(Text excerpt):

1. The tenant-petitioner has filed this revision petition against the order of the Appellate Authority, Patiala, dated March 18, 1980, whereby the order of the Rent Controller, dated Feb. 15, 1979, directing his ejectment was maintained.
2. The landlord-respondent sought the ejectment of the petitioner from the demised premises inter alia on the ground of change of user as contemplated under S. 13(2)(iii)(b) of the East Punjab Urban Rent Restriction Act, 1949 (hereinafter called the Act), which provides that if the tenant has used the building or the rented land for a purpose other than for which it was leased, he is liable to be ejected. It was averred in para 4 of the ejectment application that the tenant had changed the user of the shop, in dispute, without the written consent of the landlord and as such, he was liable to be evicted therefrom, and that he had started residing there along with his family in addition to his bakery business. The rent-note, dt. March 6, 1958, executed for eleven months, stipulating a monthly rent of Rs.30/-, is, Exhibit A. 1.
In the written statement it was stated that the tenant had not changed the user of the demised premises, he had taken the premises for use and occupation as his shop of bakery and also for his use and residence in part thereof, a part of it is used by him as residence ever since he took the rented premises on rent, the right of residence was not prohibited by the terms of the lease, his living in the part of the rented premises was essential part of his business, he was an old man of 70 years infirm and of weak eye-sight, his wife helped him in the business of the bakery, he cannot carry on his trade and business without living in the demised premises and that he guards the premises, in dispute, by living there.
It was also pleaded that he had been living in the demised premises for more than 19 years had during this period, the landlord had the knowledge of the same as he accepted the rent, never protested against such user, had always acquiesced in the user of the demised premises, and as such, he was estopped from taking this plea. In the replication filed on behalf of the landlord, it was stated that it was wrong that the shop, in question, was taken on rent by the tenant for residential purpose along with the business of bakery. The living of the tenant in a part of the rented premises was not an essential part of his business. It was wrong that his residence in the demised premises was required for guarding the building. It was also wrong that he had been living in the premises for the last 19 years and that it was also wrong that the landlord had acquiesced in the use of the premises, in dispute, for the residence of the petitioner. On the pleadings of the parties the learned Rent Controller framed the following issues :
1. Whether the respondent has changed the user of the demised premises? If so, to what effect?

(Written problem 1): In the listing, reproduce in full the part that opens with the line containing "above contains short" and closes with the line containing "261, 0, 480, 97", multiplying each box coordinate by 0.9 and rounding to whole numbers with halves rounded up. Leave all other wording in those lines unchanged.

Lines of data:
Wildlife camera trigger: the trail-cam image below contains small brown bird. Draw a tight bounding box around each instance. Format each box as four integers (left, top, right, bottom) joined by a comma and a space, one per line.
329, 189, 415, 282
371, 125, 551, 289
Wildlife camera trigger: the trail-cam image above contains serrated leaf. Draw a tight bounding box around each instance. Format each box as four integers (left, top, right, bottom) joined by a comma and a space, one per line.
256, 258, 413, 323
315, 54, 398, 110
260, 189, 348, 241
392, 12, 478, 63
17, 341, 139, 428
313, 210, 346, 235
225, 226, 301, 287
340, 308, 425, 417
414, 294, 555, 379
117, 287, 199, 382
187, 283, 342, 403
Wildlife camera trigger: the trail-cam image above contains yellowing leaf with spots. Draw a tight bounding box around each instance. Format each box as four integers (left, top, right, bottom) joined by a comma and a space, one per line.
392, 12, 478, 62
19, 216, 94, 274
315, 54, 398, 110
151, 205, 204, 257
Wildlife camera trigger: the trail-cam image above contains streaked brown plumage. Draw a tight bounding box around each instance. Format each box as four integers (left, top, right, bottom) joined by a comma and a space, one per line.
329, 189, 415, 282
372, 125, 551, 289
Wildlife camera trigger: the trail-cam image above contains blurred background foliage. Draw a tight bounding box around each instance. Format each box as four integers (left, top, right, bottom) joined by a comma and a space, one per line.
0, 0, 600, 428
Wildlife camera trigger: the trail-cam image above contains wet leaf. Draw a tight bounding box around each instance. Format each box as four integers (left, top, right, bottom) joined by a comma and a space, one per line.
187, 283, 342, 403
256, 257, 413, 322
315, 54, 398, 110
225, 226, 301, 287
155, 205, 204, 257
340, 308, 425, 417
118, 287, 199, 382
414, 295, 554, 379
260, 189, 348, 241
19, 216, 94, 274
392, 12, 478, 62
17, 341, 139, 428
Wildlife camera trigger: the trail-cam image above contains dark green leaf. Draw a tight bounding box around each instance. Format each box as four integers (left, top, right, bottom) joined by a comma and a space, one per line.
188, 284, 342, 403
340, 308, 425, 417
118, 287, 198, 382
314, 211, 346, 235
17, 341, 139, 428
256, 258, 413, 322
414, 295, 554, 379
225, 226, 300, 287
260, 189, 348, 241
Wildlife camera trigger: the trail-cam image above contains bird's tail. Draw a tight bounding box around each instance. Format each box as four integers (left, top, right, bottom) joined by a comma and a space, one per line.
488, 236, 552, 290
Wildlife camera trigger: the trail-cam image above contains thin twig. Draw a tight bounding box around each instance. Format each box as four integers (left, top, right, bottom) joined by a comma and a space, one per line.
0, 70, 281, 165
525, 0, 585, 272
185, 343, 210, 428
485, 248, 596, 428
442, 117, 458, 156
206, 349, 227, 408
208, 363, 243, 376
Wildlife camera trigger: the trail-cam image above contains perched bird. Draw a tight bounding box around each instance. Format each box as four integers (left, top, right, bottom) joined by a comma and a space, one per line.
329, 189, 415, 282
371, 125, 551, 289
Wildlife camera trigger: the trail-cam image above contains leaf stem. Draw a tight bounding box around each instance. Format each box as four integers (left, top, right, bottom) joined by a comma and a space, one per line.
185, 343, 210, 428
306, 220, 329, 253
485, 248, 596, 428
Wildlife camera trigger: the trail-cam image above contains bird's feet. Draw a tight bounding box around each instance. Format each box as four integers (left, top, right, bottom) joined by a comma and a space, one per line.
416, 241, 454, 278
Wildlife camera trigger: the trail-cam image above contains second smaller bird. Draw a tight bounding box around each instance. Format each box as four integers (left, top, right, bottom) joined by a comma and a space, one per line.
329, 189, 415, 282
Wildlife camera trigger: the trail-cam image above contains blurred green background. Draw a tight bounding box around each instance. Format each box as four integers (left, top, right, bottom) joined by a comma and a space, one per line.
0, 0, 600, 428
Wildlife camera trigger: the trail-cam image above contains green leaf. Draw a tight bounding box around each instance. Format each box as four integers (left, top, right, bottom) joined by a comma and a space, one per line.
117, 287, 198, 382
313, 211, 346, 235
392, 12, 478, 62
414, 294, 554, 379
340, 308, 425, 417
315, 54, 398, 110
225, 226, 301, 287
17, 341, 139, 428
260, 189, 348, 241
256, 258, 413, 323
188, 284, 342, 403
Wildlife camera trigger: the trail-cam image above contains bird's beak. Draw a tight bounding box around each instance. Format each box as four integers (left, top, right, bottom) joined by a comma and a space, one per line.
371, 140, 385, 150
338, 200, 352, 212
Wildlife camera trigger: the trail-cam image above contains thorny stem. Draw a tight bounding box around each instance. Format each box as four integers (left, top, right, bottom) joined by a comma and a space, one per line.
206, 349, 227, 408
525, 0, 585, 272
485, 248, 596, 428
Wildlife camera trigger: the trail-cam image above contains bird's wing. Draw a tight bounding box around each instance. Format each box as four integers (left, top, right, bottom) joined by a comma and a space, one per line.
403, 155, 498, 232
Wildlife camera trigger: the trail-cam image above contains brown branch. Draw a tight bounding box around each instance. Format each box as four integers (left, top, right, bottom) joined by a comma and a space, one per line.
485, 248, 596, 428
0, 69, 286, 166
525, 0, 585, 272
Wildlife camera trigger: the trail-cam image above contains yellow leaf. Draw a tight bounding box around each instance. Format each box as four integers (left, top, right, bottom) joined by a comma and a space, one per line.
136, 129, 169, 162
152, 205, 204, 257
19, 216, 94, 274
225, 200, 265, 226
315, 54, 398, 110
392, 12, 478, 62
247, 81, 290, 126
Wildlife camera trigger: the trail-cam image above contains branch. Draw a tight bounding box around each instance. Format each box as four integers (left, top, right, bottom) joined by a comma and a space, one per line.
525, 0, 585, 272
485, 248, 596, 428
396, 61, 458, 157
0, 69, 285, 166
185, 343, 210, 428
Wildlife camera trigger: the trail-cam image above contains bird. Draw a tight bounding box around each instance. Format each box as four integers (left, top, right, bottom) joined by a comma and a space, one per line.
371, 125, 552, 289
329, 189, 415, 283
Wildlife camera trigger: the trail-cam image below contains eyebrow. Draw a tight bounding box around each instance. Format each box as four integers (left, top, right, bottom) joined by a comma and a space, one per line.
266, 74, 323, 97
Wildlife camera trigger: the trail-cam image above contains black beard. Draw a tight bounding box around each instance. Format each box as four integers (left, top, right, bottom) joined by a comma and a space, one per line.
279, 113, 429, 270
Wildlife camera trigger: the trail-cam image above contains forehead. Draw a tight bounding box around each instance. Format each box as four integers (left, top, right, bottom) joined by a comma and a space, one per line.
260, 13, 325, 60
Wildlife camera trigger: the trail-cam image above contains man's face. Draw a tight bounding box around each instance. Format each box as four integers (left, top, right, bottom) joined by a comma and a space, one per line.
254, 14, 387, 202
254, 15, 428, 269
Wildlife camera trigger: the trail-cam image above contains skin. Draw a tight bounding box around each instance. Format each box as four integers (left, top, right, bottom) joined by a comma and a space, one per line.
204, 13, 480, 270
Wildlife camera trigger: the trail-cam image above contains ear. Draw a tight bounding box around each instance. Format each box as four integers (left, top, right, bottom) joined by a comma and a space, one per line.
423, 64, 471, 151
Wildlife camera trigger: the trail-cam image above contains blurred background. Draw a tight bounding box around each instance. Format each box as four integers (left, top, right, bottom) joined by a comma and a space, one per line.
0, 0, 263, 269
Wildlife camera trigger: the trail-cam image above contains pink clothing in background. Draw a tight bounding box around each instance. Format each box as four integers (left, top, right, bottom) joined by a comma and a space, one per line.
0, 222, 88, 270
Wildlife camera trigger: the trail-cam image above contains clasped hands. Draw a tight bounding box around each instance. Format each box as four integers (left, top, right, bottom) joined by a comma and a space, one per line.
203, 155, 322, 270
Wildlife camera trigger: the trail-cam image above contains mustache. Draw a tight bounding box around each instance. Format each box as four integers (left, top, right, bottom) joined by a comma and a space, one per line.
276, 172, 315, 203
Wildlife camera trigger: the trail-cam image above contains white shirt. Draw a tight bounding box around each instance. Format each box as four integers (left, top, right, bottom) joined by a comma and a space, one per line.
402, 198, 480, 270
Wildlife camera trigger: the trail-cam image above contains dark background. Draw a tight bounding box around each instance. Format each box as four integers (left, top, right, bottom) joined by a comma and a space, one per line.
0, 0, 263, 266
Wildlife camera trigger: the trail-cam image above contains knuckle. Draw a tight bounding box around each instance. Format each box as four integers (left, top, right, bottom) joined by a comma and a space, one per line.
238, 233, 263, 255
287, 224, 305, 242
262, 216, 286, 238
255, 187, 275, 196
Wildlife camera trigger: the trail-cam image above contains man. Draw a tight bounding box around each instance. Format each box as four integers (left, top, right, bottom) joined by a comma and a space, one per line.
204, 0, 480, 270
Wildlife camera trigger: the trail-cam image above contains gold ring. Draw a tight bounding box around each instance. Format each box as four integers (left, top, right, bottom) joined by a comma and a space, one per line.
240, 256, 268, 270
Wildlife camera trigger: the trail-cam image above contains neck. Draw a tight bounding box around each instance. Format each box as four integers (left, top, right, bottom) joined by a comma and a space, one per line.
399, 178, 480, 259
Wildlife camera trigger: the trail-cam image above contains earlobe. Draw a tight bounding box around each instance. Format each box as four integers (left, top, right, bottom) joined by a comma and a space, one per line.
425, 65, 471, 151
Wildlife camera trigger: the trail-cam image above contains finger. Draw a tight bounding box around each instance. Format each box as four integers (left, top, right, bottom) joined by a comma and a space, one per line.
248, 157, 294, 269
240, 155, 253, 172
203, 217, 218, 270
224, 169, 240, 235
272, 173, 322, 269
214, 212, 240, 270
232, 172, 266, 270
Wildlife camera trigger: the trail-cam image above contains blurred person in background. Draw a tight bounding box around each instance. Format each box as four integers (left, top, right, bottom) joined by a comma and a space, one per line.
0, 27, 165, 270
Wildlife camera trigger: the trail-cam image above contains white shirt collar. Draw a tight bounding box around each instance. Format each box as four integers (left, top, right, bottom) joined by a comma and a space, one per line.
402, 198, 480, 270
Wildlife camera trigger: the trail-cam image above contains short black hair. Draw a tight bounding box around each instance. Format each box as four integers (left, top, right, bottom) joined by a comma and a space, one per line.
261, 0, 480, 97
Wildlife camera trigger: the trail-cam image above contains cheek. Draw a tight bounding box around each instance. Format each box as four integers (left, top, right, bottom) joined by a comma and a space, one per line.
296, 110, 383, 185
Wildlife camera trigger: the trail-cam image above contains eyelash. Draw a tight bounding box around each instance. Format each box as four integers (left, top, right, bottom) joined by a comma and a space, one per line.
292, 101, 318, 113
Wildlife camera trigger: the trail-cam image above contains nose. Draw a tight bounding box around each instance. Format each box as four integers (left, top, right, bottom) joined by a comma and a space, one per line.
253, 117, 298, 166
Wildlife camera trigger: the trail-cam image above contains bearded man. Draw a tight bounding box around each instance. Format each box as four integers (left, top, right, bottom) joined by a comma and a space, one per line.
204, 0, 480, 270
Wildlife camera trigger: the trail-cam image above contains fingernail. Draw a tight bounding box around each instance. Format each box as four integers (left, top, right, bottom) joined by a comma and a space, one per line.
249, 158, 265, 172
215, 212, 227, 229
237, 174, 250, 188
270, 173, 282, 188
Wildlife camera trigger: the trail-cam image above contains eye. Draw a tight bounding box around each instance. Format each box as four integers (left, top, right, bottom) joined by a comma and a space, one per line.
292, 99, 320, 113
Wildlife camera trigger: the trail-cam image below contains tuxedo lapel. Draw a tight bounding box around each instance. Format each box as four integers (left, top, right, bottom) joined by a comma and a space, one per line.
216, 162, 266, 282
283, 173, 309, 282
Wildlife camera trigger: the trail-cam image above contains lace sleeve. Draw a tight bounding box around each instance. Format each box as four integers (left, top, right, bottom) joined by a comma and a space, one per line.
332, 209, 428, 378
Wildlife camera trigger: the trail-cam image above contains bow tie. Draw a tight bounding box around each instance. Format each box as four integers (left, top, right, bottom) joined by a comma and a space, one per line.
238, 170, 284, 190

(Written problem 2): Based on the rent revision judgment excerpt, decide whether each statement agrees with it: (a) the rent-note set a monthly rent of Rs.30/-; (b) the tenant described himself as 80 years old; (c) the Appellate Authority's order was dated Feb. 15, 1979. Answer yes or no for each, quoting the deciding words.

(Exercise response 1):
Wildlife camera trigger: the trail-cam image above contains short black hair. Draw a tight bounding box around each instance. Format each box as four integers (left, top, right, bottom) joined by a comma and a space, one per line.
235, 0, 432, 87

(Exercise response 2):
(a) Yes: "stipulating a monthly rent of Rs.30/-"
(b) No: "he was an old man of 70 years"
(c) No: "the order of the Appellate Authority, Patiala, dated March 18, 1980"